▶ _Tugas Wajib A_
Menurut teks sumber, apa tujuan kelompok fundamentalis ketika bersikap sangat terbuka untuk berdialog dengan kelompok lain?
▶ _Tugas Wajib B_
Tulis ulang bagian teks sumber yang dimulai dari "Beberapa karakteristik lain" dan berakhir pada "membantah argumentasi mereka.", dengan mengganti "kelompok" menjadi "golongan".

▶ _Teks Sumber_
################

4.      setiap gerakan fundamentalisme hampir selalu dapat dihubungkan dengan fanatisme, eksklusifisme, intoleran, radikalisme, dan militanisme. Kaum fundamentalisme selalu mengambil bentuk perlawanan yang sering bersifat radikal teradap ancaman yang dipandang membahayakan eksistensi agama.
Beberapa karakteristik lain dari gerakan fundamentalisme Islam, yaitu :
1.   Mempunyai prinsip interpretasi ajaran agama yang berbeda atau berseberangan dengan tradisi yang berlaku. Kemudian secara aktif, kelompok ini akan bergerak untuk memperjuangkan hasil penafsirannya tersebut dengan pelbagai cara; dari kritik persuasif hingga tindakan tegas yang menjurus anarkhisme. Pada titik inilah fundamentalisme kerap dipersepsikan sebagai gerakan negatif.
2.   Lazimnya kelompok ini memiliki perilaku yang eksklusif, tertutup, dan mencurigai kelompok lain. Kendati dalam sebuah kesempatan bisa sangat terbuka untuk berdialog dengan kelompok lain tetapi tujuannya sekadar membantah argumentasi mereka.
3.   Berkat keyakinan akan kebenaran pemahamannya tentang ajaran agama, kelompok fundamentalis selalu aktif menyebarkan pahamnya, agresif dalam merekrut pengikut baru, dan sebagainya.
4.   Keyakinan akan perlunya upaya yang sungguh-sungguh (jihad) dalam mencapai keselamatan hidup baik di dunia ataupun di akhirat menjadikan kelompok fundamentalis senantiasa giat dan militan melakukan segala aktifitasnya.
E.     Fundamentalisme Islam di Indonesia
Munculnya gerakan keagamaan yang berkarakter fundamentalis merupakan fenomena penting yang turut mewarnai citra Islam kontemporer di Indonesia. Istilah Islam fundamentalis sebagai sebuah kesatuan dari berbagai fenomena sosial keagamaan kelompok-kelompok muslim merupakan hal yang demikian kompleks. Islam fundamentalis tidak sepenuhnya mampu mendiskripsikan fenomena yang beragam atas gerakan-gerakan keagamaan yang muncul di Indonesia.

################

▶ _Cuplikan Daftar_
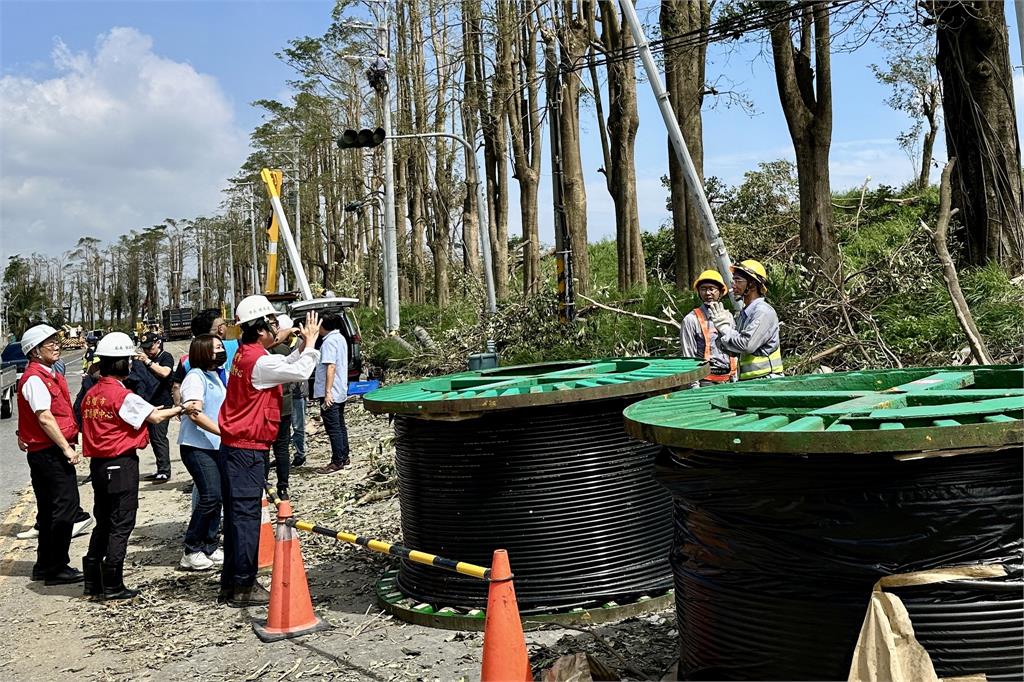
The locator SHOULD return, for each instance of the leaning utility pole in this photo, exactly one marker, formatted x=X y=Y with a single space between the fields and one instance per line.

################

▶ _Hasil Akhir A_
Tujuannya sekadar membantah argumentasi kelompok lain.

▶ _Hasil Akhir B_
Beberapa karakteristik lain dari gerakan fundamentalisme Islam, yaitu :
1.   Mempunyai prinsip interpretasi ajaran agama yang berbeda atau berseberangan dengan tradisi yang berlaku. Kemudian secara aktif, golongan ini akan bergerak untuk memperjuangkan hasil penafsirannya tersebut dengan pelbagai cara; dari kritik persuasif hingga tindakan tegas yang menjurus anarkhisme. Pada titik inilah fundamentalisme kerap dipersepsikan sebagai gerakan negatif.
2.   Lazimnya golongan ini memiliki perilaku yang eksklusif, tertutup, dan mencurigai golongan lain. Kendati dalam sebuah kesempatan bisa sangat terbuka untuk berdialog dengan golongan lain tetapi tujuannya sekadar membantah argumentasi mereka.